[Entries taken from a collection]
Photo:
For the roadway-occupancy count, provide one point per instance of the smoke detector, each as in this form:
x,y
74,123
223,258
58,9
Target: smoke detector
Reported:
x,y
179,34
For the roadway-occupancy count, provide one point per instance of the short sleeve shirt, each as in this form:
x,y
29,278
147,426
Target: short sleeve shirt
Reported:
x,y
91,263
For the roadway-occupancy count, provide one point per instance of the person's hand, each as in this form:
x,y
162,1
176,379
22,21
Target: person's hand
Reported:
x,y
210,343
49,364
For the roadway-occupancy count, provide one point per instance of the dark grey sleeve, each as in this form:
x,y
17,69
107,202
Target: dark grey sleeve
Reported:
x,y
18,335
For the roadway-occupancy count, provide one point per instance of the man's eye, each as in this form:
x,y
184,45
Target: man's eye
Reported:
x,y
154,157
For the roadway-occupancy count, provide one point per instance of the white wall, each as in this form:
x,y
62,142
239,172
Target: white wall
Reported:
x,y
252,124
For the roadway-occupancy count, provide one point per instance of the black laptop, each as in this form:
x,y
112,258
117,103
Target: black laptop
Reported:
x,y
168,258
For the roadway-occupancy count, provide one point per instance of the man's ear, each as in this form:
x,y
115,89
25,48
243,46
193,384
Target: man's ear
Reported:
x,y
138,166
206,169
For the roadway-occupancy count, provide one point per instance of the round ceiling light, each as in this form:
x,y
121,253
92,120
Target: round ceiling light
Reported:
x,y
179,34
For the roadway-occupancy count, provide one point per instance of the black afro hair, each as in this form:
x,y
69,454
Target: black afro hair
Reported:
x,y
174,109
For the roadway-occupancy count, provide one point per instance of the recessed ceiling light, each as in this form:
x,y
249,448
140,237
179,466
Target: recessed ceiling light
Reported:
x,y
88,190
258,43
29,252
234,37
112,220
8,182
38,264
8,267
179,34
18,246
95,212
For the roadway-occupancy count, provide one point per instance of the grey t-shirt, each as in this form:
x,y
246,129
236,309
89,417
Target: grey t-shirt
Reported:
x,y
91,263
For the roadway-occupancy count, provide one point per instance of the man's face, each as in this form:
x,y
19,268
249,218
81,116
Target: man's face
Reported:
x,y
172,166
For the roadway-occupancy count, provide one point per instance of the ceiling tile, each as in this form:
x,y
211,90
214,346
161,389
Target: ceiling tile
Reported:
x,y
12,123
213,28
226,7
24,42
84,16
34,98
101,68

▶ [Stated goal]:
Return every line of the listing above with no changes at all.

▶ [Task result]:
Photo:
For the roadway-occupancy count, provide one point per instance of the smoke detector, each as in this form:
x,y
74,123
223,258
58,9
Target: smoke detector
Reported:
x,y
179,34
For the roadway-occupancy count, provide one point per instance of the short sleeve shirt, each as in this form:
x,y
29,278
147,426
Target: short sleeve shirt
Reported:
x,y
91,263
For the roadway-occupancy count, provide one point per instance of the person's hand, each as in this form:
x,y
162,1
176,379
22,21
Target: person's hand
Reported:
x,y
210,343
49,364
For the roadway-occupancy count, provide one point per instance of the dark grey sleeve, each as in this form:
x,y
17,69
107,202
Target: dark grey sleeve
Reported:
x,y
18,335
For the roadway-occupancy count, provide one point per instance of the man's eye, each as in this form:
x,y
184,45
Target: man's eye
Reported:
x,y
154,157
For the roadway-occupancy count, provide one point per instance of the white wall, each as in this form:
x,y
62,142
239,172
Target: white wall
Reported:
x,y
252,124
For the roadway-occupancy count, provide one point per instance of the black laptop, each as in this form:
x,y
112,258
117,103
Target: black laptop
Reported:
x,y
168,258
For the roadway-occupancy count, provide one point per instance of the man's ear, each as in this form:
x,y
115,89
25,48
243,46
193,384
Target: man's ear
Reported:
x,y
138,166
206,169
For the roadway-occupancy count, provide one point per instance of the round ceiling light, each as in this form:
x,y
121,253
92,120
Target: round ceiling light
Reported:
x,y
179,34
For the roadway-occupancy count, provide one point per instance of the black afro hair, each as in this form:
x,y
69,454
Target: black afro hair
Reported:
x,y
174,109
For the roadway-occupancy count, provide one point per instance of the recessed ceiling light, each as in this form:
x,y
249,448
140,237
179,466
Target: recessed ceiling light
Reported:
x,y
88,190
258,43
29,252
234,37
112,220
8,182
38,264
8,267
179,34
18,246
95,212
For the roadway-occupancy count, provide one point per instance of the grey t-shirt, each as in this form:
x,y
246,129
236,309
89,417
Target: grey t-shirt
Reported:
x,y
91,263
For the roadway-occupancy count, provide one point per instance of the man's face, each as in this form:
x,y
19,268
249,218
81,116
Target: man's face
Reported:
x,y
172,166
For the roadway-occupancy count, provide one point per instance of the ceiling tile, each as in this form:
x,y
211,90
214,346
161,389
Target: ceiling tile
Reported:
x,y
12,123
213,28
226,7
24,42
84,16
34,98
101,68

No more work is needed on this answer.